* **Working data**:
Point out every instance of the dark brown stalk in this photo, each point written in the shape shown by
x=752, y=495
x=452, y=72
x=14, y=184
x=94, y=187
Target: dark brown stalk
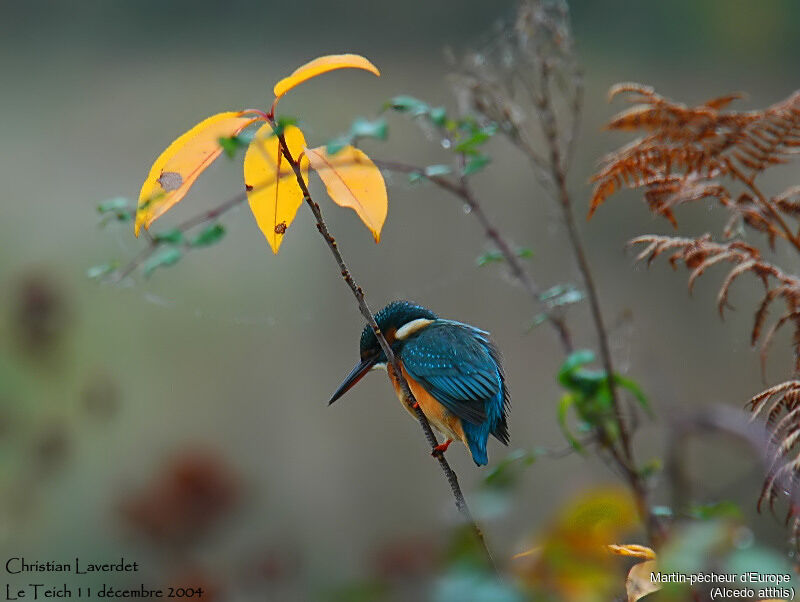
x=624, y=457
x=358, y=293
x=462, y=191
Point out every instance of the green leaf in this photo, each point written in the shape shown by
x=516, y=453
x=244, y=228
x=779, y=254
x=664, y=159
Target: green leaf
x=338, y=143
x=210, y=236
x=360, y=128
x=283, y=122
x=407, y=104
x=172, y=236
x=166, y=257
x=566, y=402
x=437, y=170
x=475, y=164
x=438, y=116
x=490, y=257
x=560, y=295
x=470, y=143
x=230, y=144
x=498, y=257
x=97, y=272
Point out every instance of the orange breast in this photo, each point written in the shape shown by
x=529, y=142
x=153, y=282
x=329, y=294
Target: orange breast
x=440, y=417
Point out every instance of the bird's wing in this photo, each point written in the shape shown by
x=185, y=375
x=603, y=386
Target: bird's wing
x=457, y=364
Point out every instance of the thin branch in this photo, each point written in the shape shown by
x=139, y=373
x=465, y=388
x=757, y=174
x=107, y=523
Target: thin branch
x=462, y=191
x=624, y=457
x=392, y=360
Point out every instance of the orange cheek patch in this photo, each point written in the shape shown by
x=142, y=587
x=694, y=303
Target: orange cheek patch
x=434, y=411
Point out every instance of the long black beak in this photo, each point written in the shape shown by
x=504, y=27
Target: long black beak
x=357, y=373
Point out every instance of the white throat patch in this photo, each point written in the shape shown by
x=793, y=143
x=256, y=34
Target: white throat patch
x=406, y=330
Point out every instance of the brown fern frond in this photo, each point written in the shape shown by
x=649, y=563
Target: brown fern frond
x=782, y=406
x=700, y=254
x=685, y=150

* **The request**: Lay out every line of the rows above as a numbered list, skipping blank lines and leaving out the pictures.

* **Response**:
1. Point out every instance of the dark brown stalk in this photo, each point written in the shape shown by
2. x=752, y=495
3. x=452, y=72
4. x=14, y=184
5. x=94, y=187
6. Target: dark brown stalk
7. x=624, y=457
8. x=358, y=293
9. x=462, y=191
10. Point out every instance of the green leaf in this photo, each point written in the shape shown by
11. x=516, y=453
12. x=244, y=228
13. x=779, y=254
14. x=664, y=159
15. Target: green leaf
16. x=338, y=143
17. x=210, y=236
18. x=360, y=128
19. x=283, y=122
20. x=407, y=104
21. x=172, y=236
22. x=166, y=257
23. x=566, y=402
24. x=437, y=170
25. x=475, y=164
26. x=438, y=116
27. x=490, y=257
28. x=560, y=295
29. x=470, y=143
30. x=230, y=144
31. x=498, y=257
32. x=97, y=272
33. Point out every instance of the orange breast in this photo, each point written in the shape shown by
34. x=529, y=142
35. x=153, y=282
36. x=329, y=294
37. Target: orange breast
38. x=440, y=417
39. Point out every instance of the bird's wing in this photo, each point written in the shape shown by
40. x=185, y=375
41. x=603, y=386
42. Target: bird's wing
43. x=457, y=364
44. Point out every instance of the thin branch in this photo, each point written in the shape shown by
45. x=139, y=373
46. x=465, y=388
47. x=757, y=174
48. x=107, y=523
49. Target: thin branch
50. x=462, y=191
51. x=624, y=457
52. x=392, y=360
53. Point out every instance of the orange cheek patch in this photo, each point written in the shape shown by
54. x=142, y=587
55. x=694, y=303
56. Target: orange cheek patch
57. x=434, y=411
58. Point out every instance of the long black beak in this photo, each point written in the shape shown by
59. x=504, y=27
60. Target: long black beak
61. x=357, y=373
62. Point out every instance of the white throat patch in this photo, each point written in the shape shown by
63. x=793, y=143
64. x=256, y=34
65. Target: white throat patch
66. x=406, y=330
67. Point out every instance of the brown fern frond in this photo, each point written in the shape shown by
68. x=649, y=563
69. Target: brown fern frond
70. x=782, y=406
71. x=700, y=254
72. x=685, y=150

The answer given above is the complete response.